* begin Supplied data *

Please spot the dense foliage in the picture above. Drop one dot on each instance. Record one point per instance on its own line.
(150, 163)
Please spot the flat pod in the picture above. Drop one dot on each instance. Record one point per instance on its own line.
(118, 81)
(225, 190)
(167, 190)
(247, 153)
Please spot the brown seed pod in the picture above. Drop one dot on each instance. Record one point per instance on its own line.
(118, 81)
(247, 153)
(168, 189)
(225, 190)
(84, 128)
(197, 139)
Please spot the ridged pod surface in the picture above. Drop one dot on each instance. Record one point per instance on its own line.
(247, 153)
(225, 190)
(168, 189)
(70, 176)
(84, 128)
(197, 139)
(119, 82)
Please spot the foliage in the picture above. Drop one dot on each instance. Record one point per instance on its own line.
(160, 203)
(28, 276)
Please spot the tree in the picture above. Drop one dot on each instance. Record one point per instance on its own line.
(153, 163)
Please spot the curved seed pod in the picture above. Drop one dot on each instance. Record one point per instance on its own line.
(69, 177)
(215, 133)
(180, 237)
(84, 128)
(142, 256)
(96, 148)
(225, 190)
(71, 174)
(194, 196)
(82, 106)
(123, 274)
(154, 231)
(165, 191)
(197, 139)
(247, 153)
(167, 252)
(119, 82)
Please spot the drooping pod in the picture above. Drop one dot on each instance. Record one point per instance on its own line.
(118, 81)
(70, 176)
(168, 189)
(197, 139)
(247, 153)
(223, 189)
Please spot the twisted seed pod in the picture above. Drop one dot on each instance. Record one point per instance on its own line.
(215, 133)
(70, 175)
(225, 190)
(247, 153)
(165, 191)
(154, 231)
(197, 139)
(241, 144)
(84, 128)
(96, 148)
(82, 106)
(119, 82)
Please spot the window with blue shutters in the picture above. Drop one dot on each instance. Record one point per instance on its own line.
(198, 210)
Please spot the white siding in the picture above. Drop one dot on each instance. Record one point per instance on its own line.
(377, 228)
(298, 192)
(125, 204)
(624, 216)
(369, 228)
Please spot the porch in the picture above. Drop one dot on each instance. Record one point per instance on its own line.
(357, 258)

* end Supplied data *

Task prompt. Reproduce every row above word for word, keeping the original order and line breaks.

Expected answer.
Please spot the dense foliage in the picture above. Drop one dot on each instance. Record one point per instance on its own line.
(150, 163)
Please spot the flat pod in the picture above. Drop one dot on each instance. Record one point per instance on its own line.
(118, 81)
(225, 190)
(167, 190)
(247, 153)
Please spot the brown seed pod in the picture above. Drop one dot on each instance. Record one point per instance on its own line.
(118, 81)
(247, 153)
(168, 189)
(225, 190)
(84, 128)
(197, 139)
Please spot the ridged pod surface in the picture above. Drop one dot on each instance. Record one point per instance on its own line.
(247, 153)
(225, 190)
(168, 189)
(70, 176)
(84, 128)
(197, 139)
(119, 82)
Please spot the foliage in the picture above. Drop one dot on each instance. Record one point per instance on its own line.
(160, 203)
(28, 276)
Please spot the tree in the picture above. Drop one dot on each instance. Record one point per instance on its own line.
(153, 163)
Please spot the curved seed pod in the picture above. Drop one dot on each instance. Record one point per instance on its own line.
(69, 177)
(215, 133)
(180, 237)
(84, 128)
(142, 256)
(96, 148)
(225, 190)
(71, 174)
(194, 196)
(82, 106)
(123, 274)
(154, 231)
(165, 191)
(197, 139)
(247, 153)
(167, 252)
(119, 82)
Please spot the drooping pod in the picture above. Drop one dot on each instance. Record one point per instance on its own line.
(118, 81)
(70, 176)
(168, 189)
(197, 139)
(247, 153)
(223, 189)
Please spot the twisted seed pod in the picture above. Drop one dot on each instance. Record one point per instance on its own line.
(215, 133)
(70, 175)
(225, 190)
(247, 153)
(165, 191)
(154, 231)
(197, 139)
(241, 144)
(84, 128)
(96, 148)
(82, 106)
(119, 82)
Please spot the window with blue shutters in the picture above. Drop one dot on each instance. Record one point per instance on its own line.
(198, 210)
Please spot the white siding in the picture above. Drop one dot on each instance. Record one point per instance on its own line.
(377, 228)
(298, 192)
(125, 204)
(624, 216)
(369, 228)
Please spot the porch in the picture above. Drop one dot on each instance. Record one point per instance on its own line.
(357, 258)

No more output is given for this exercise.